(Given data Opens)
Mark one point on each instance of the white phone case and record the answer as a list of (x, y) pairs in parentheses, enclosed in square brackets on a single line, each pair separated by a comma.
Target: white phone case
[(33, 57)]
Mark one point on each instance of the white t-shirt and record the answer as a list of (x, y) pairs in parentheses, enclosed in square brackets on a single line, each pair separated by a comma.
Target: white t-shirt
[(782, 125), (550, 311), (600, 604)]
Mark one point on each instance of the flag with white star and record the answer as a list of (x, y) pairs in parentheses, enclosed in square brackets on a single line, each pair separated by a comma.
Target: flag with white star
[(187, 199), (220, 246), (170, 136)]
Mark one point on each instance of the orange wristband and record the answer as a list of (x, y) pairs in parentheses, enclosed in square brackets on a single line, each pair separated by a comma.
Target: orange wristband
(Given data Closes)
### Exercise instructions
Word for word, give the material above a second time.

### Task response
Mark one point on each instance of the white phone case and record the answer as a list of (x, y) pairs in parentheses, enclosed in square brackets on a single line, each pair separated by a comma.
Target: white phone case
[(33, 57)]
Mark one point on each instance of the white t-shirt and record the answer as a list of (x, y) pairs in parentheses, enclosed in square brackets on a single line, each pair separated by a comma.
Target: white t-shirt
[(782, 125), (550, 311), (600, 604)]
Mark one point on each instance of the flag with white star and record the answer as a list of (x, y) pairs in parentheses, enclosed in square brackets on a single line, each pair separated by a comma.
Target: flag with white star
[(187, 199), (220, 246), (170, 136)]
Mark one point on each instance of the orange wristband and record the answer as a list of (x, y) pairs in parentheses, enclosed in square brackets on a single line, each pair separated by a comma.
Target: orange wristband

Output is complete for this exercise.